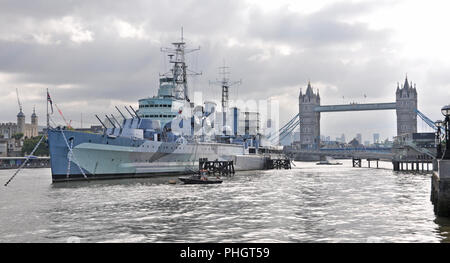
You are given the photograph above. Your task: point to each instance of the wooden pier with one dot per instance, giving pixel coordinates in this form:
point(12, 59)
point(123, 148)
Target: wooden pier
point(222, 168)
point(357, 162)
point(413, 165)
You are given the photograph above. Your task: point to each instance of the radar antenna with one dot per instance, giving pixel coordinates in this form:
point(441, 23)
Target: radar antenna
point(179, 71)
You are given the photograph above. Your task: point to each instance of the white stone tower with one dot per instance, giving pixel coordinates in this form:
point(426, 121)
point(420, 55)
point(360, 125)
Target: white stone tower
point(406, 100)
point(34, 118)
point(309, 119)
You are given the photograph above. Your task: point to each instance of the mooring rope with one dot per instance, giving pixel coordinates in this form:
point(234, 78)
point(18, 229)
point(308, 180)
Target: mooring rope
point(26, 160)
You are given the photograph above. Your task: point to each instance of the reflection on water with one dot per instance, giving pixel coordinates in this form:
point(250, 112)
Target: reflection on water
point(306, 204)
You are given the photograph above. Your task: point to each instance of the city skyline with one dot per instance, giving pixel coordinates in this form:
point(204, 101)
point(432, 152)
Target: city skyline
point(93, 63)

### Aim:
Scale the listing above by writing out all of its lines again, requests included, with every point coordinate in the answers multiplied by 2 and rounded to whole numbers, halves up, while the coordinates in the requests and their format samples stay as they are. Leave the picture out of your answer.

### Finished answer:
You are given the photograph above. Your task: point to each instance of the wooden pier with one dot per instance, giving pixel coordinates in this form:
point(12, 59)
point(123, 148)
Target: wooden pier
point(444, 336)
point(714, 324)
point(826, 330)
You are given the photograph above. Your task: point to each instance of the radar antenna with one dot per instance, giving pixel coordinates in this form:
point(441, 23)
Target: radar antenna
point(358, 142)
You are given the photograph above. Your task: point to each instance of the white stone tower with one dot per instance, giving pixel coordinates in this form:
point(426, 121)
point(420, 55)
point(360, 125)
Target: white stone tower
point(812, 200)
point(68, 236)
point(618, 238)
You are given the photograph above. Your task: point to each instance of the mooring rope with one dot per instance, giving pixel coordinates in this form:
point(234, 78)
point(18, 229)
point(308, 180)
Target: mooring rope
point(52, 320)
You are given the photograph above. Your task: point to each instance of the reflection on water with one dot per instance, giving pixel coordinates in this form:
point(250, 112)
Target: reflection on water
point(612, 408)
You are given the photograph above. Your task: point to each instance of the city skyline with one dot per instance, giving pixel coordinates in this form:
point(204, 101)
point(432, 152)
Target: city skyline
point(186, 126)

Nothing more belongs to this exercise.